- What is required -
Print the stretch of the listing below from the line containing "of the bicycle" through the line containing "[[136, 114], [39, 69]]", both included, reproducing every line verbatim and nothing else.

* Start *

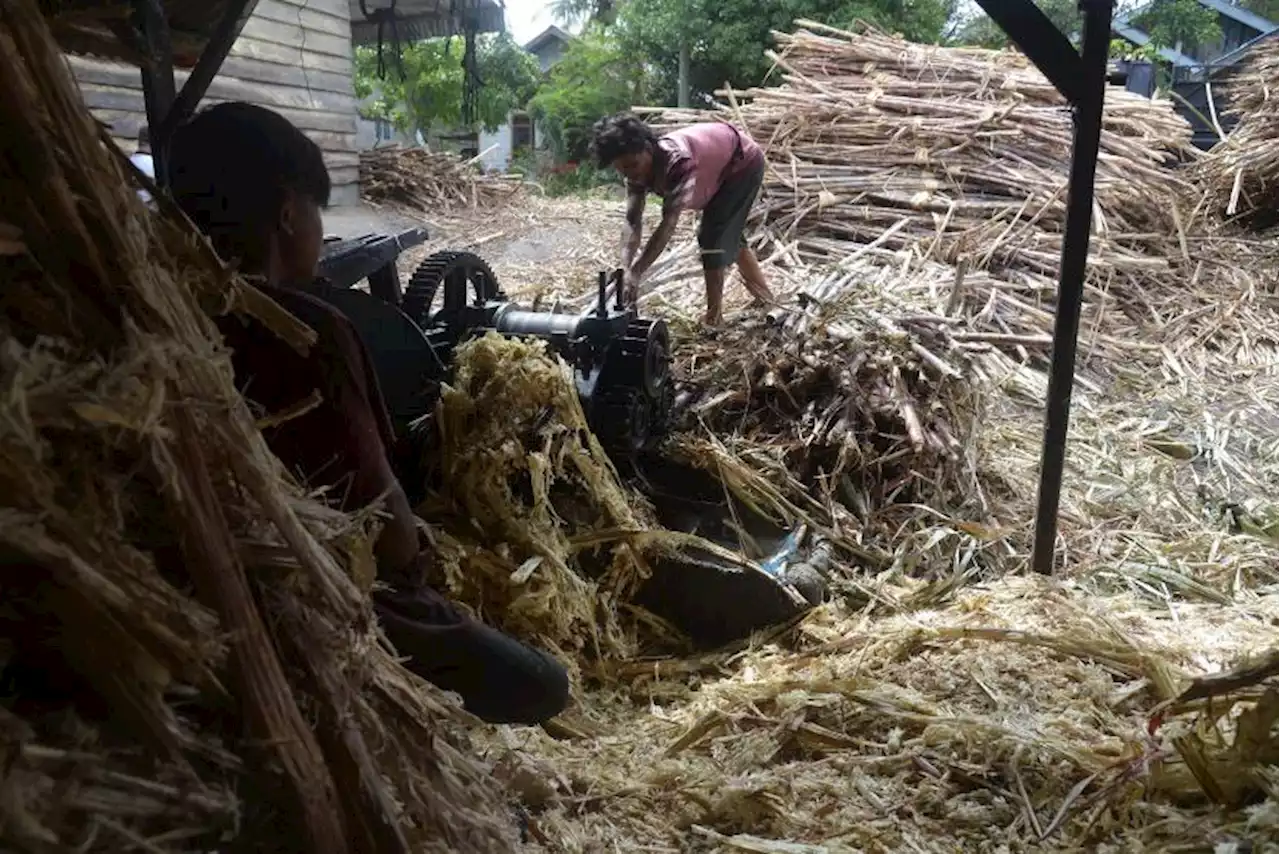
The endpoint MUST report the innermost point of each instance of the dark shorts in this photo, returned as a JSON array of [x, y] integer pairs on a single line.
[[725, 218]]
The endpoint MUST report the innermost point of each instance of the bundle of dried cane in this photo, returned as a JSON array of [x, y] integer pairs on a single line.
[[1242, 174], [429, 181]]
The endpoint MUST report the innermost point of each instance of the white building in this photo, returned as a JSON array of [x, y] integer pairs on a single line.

* End *
* Start *

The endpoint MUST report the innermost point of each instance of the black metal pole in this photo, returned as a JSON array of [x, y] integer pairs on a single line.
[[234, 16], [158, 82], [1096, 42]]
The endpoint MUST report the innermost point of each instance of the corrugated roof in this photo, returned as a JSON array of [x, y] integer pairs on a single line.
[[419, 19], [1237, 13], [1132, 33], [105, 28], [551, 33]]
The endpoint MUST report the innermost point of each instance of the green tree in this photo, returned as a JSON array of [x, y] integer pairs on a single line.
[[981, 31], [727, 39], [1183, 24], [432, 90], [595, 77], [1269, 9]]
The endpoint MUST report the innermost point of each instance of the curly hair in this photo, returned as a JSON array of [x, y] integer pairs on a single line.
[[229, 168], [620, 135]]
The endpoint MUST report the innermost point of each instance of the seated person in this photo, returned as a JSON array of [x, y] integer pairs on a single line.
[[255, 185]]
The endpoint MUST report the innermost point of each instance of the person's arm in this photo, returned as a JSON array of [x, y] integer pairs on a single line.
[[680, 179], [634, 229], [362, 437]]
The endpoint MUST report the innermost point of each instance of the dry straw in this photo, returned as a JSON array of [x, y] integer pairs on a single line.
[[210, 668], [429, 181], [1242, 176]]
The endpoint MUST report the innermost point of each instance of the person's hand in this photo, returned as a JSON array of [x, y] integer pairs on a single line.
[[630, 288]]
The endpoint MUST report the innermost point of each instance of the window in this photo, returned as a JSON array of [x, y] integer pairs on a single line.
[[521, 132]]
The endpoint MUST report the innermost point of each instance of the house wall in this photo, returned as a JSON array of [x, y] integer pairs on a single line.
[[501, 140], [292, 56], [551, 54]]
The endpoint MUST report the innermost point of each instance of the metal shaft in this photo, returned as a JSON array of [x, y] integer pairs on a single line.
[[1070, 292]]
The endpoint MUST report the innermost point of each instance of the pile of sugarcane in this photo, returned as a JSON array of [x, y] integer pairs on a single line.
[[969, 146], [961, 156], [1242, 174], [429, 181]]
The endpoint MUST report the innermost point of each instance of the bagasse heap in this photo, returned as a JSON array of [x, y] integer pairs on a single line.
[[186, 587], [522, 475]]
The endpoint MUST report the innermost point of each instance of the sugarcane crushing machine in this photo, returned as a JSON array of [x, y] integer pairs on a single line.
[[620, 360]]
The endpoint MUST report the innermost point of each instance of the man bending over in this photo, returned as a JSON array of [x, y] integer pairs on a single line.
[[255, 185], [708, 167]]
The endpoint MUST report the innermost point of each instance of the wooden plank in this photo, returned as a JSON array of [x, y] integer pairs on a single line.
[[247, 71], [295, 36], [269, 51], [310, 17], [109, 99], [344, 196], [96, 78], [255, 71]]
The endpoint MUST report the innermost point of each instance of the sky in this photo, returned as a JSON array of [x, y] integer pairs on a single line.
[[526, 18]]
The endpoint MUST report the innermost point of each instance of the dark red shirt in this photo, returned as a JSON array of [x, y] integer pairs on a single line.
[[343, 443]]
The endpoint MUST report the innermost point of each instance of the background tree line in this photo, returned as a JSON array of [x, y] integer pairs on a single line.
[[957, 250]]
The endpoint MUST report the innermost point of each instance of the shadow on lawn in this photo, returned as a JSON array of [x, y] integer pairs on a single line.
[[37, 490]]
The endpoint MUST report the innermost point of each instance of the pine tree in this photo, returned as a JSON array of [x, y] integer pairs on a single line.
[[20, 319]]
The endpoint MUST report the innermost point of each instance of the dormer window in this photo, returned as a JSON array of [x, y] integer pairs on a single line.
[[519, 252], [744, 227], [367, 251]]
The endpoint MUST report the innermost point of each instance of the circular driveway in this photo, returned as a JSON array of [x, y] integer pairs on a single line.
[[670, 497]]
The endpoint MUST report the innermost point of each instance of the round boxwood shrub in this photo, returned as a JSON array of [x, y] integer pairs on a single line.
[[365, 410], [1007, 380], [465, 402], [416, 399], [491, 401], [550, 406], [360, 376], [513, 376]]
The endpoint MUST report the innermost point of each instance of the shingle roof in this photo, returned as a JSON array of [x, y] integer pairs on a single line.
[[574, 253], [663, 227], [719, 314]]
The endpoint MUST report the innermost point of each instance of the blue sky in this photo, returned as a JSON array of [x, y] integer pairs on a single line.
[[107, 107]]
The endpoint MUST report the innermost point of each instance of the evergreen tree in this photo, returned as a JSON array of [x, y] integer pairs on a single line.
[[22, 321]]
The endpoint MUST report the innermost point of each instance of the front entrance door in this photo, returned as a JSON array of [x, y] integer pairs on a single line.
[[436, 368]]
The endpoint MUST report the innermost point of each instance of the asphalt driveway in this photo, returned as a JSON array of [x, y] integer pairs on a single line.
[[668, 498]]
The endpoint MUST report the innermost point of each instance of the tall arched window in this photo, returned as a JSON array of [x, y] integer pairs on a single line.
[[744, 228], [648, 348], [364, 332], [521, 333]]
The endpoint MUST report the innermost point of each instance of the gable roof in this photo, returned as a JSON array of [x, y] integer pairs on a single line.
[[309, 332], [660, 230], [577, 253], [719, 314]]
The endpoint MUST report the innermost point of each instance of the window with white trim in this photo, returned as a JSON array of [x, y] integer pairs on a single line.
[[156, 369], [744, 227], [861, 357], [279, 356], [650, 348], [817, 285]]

* End *
* Start *

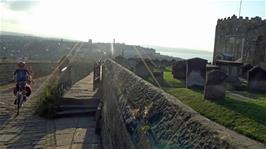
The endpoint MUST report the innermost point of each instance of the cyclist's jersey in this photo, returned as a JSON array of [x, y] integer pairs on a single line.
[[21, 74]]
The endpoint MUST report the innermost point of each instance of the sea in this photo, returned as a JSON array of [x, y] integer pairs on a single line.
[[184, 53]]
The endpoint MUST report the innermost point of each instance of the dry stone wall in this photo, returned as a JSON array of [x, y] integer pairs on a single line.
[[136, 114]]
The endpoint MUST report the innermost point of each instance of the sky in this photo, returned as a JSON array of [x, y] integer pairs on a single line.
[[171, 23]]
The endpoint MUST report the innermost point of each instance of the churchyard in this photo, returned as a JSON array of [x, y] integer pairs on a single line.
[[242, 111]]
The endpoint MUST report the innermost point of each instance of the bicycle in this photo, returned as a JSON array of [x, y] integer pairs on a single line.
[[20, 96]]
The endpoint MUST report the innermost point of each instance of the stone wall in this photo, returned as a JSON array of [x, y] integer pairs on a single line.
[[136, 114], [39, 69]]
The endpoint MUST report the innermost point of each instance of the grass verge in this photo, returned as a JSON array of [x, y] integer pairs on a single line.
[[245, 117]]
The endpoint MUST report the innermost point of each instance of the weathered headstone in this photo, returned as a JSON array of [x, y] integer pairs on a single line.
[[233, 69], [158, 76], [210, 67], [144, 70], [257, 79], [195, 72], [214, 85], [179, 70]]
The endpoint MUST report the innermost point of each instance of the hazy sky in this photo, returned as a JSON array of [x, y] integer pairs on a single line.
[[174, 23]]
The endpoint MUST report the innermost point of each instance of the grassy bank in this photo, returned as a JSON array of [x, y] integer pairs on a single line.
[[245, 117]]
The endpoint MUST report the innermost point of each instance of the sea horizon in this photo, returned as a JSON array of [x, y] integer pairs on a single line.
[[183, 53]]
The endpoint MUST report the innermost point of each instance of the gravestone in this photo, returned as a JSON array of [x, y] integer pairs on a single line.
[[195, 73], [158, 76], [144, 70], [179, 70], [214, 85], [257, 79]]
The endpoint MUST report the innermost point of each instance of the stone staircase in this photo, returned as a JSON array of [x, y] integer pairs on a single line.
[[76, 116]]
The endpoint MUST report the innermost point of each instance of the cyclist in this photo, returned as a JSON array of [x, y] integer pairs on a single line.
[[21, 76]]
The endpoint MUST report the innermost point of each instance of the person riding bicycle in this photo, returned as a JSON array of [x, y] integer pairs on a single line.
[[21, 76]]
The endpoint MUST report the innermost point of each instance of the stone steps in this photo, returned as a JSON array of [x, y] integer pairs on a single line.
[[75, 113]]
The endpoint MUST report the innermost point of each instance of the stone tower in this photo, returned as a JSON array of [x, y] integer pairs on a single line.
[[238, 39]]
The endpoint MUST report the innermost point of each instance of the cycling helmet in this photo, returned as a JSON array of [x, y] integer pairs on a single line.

* End *

- Exercise answer -
The endpoint MUST report the innermost point of each instance of the bicycle in this photo, returned as a JSON array of [x, y] integer pairs on a single line.
[[20, 96]]
The endpoint MUST report the innermost point of each instance of the stone wall in this photo, returned as a JSON array of [x, y] integer pairs on a single line.
[[136, 114], [39, 69]]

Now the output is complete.